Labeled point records
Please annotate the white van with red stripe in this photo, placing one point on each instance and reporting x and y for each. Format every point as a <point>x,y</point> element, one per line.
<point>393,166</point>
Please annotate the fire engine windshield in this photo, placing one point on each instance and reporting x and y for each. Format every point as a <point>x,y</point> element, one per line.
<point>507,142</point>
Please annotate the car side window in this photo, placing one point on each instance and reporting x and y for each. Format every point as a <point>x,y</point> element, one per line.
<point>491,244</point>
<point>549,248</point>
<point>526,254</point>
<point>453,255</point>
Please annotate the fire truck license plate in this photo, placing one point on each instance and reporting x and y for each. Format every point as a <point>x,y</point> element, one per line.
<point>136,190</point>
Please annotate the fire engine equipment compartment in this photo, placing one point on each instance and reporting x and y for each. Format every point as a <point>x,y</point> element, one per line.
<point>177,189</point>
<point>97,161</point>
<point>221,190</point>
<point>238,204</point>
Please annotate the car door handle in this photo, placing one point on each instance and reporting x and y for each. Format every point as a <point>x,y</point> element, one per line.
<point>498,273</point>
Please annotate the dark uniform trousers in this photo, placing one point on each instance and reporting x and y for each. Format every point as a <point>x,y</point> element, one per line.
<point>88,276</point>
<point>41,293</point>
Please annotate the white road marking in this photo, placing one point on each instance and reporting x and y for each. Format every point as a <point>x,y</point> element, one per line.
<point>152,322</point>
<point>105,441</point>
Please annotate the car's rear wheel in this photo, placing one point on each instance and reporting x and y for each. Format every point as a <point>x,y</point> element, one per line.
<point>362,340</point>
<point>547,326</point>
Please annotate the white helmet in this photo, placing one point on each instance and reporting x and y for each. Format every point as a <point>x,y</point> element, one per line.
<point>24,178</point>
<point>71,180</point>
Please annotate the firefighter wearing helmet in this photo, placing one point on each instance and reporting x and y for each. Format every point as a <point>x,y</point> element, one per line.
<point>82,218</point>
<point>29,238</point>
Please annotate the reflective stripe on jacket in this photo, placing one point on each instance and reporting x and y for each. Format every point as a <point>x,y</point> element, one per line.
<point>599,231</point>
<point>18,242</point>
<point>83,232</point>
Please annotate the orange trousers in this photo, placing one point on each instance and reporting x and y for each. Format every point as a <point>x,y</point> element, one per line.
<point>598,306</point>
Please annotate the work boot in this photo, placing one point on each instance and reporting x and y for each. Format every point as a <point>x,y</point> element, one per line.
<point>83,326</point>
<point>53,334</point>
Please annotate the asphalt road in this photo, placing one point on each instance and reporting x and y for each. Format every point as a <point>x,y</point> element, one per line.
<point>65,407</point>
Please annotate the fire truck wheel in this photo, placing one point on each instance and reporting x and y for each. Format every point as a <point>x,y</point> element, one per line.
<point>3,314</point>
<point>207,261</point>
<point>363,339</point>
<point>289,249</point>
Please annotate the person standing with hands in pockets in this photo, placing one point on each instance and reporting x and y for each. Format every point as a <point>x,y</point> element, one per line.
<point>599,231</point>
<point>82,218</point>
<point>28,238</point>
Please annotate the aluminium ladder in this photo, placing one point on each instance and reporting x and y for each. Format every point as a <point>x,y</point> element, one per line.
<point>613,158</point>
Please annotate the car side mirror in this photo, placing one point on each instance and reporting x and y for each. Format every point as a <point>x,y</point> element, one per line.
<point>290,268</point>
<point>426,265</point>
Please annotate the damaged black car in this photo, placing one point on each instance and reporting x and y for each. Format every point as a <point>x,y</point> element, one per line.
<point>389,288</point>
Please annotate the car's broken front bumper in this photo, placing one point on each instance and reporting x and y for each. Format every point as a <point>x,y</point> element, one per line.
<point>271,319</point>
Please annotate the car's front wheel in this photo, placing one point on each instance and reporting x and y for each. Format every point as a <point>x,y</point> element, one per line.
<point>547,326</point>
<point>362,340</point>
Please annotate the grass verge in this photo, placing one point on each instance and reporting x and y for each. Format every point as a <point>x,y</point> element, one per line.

- [Task directions]:
Switch "Please annotate" to "Please label" throughout the records, keeping every other word and line the same.

- [Result for this exercise]:
Please label the white van with red stripe in this photo, placing one point on each instance and reporting x and y for each. Format every point as a <point>x,y</point> element, one per line.
<point>393,166</point>
Please label the fire engine windshield in this photo, placing one point on each instance and reporting x and y for each. Format every point as a <point>x,y</point> element, one per line.
<point>507,142</point>
Please label the car side window in this photo, placing one point on each instance and reporting x and y for each. Format every point as a <point>x,y</point> element, one per line.
<point>491,244</point>
<point>549,248</point>
<point>526,254</point>
<point>453,255</point>
Please label the fire truck license plate in this photo, placing one point on each instance and reporting x and y for each. Format every point as a <point>x,y</point> element, one per line.
<point>136,190</point>
Please label the fire engine equipment compartment in this photo, placing one point on each instance and reporting x and y for each. Format every point as a <point>x,y</point> element, one per line.
<point>177,189</point>
<point>97,161</point>
<point>221,190</point>
<point>238,204</point>
Please label the car door handle in this photo, placing one point on each instance and reporting x and y for each. Format every point as a <point>x,y</point> element, one per line.
<point>498,273</point>
Please label the dark uniform trousers in this photo, placing one point on each instance and reporting x and y for each. Format every point as a <point>x,y</point> element, one per line.
<point>88,276</point>
<point>41,293</point>
Please label the white road marking in this photo, placing one point on each instance and reporting x and y for each. Format every point as a <point>x,y</point> element, one per line.
<point>152,322</point>
<point>105,441</point>
Please label the car's rear wheel in this photo, placing one point on each instance and reporting x and y for each. Format every point as a <point>x,y</point> element, one per line.
<point>362,340</point>
<point>547,326</point>
Please label the white helmet in this photo, placing one point on each instance and reporting x and y for each. Format every point as a <point>x,y</point> element, one per line.
<point>24,178</point>
<point>71,180</point>
Please label the firefighter wearing helmet in this photo, placing one point on each instance and reporting x and y for each. Format every point as a <point>x,y</point> element, one per line.
<point>82,218</point>
<point>29,238</point>
Please label the reflective stripe on jacket in this photo, placing one point on each instance and reporting x and y for each. Format every point as a <point>x,y</point> element, one per line.
<point>599,231</point>
<point>18,242</point>
<point>83,232</point>
Please label the orange trousers in this photo, placing one point on each instance and reporting x and y for each. Format every point as a <point>x,y</point> element, one per line.
<point>598,306</point>
Please label the work boot in this photo, placing one point on each instance and reporting x and y for each. Format every point as a <point>x,y</point> element, one per line.
<point>83,326</point>
<point>53,334</point>
Please label the asphalt road in this photo, placing one point on each instance and reporting x and y for each. Format every point as a <point>x,y</point> element, one per line.
<point>65,407</point>
Please label the fire truck wheel in this photo, placing one point on each instance and reporting x and y for each. Format every point as a <point>x,y</point> element, one per line.
<point>3,314</point>
<point>207,261</point>
<point>363,339</point>
<point>289,249</point>
Please label the person standing with hands in pockets in this photo, placing one point on each instance and reporting x and y for each. Format every point as a <point>x,y</point> element, one per line.
<point>599,231</point>
<point>82,218</point>
<point>28,238</point>
Please label the aluminium ladder in this photo, placing one point on each instance and reporting x and y for each. Format every point as a <point>x,y</point> element, one per line.
<point>613,158</point>
Please label the car side mirror in this photo, placing one point on each instance and reporting x and y for each. Format every point as a <point>x,y</point> element, one per line.
<point>290,268</point>
<point>426,265</point>
Please label the damaged black car in this photo, placing one point on each instance and reporting x and y for each. Format every point as a <point>x,y</point> element, one per line.
<point>389,288</point>
Please label the car's broken front bumper in this photo, placing one point on each instance and reporting x and y for each. Format every point as a <point>x,y</point> element, one per line.
<point>271,319</point>
Please label the car's front wheel in this photo, placing one point on each instance and reporting x and y for each. Format every point as a <point>x,y</point> element, one per line.
<point>547,326</point>
<point>362,340</point>
Please label the grass verge in this photo, placing one point on each instance and reporting x and y for each. Format every point as a <point>x,y</point> element, one per line.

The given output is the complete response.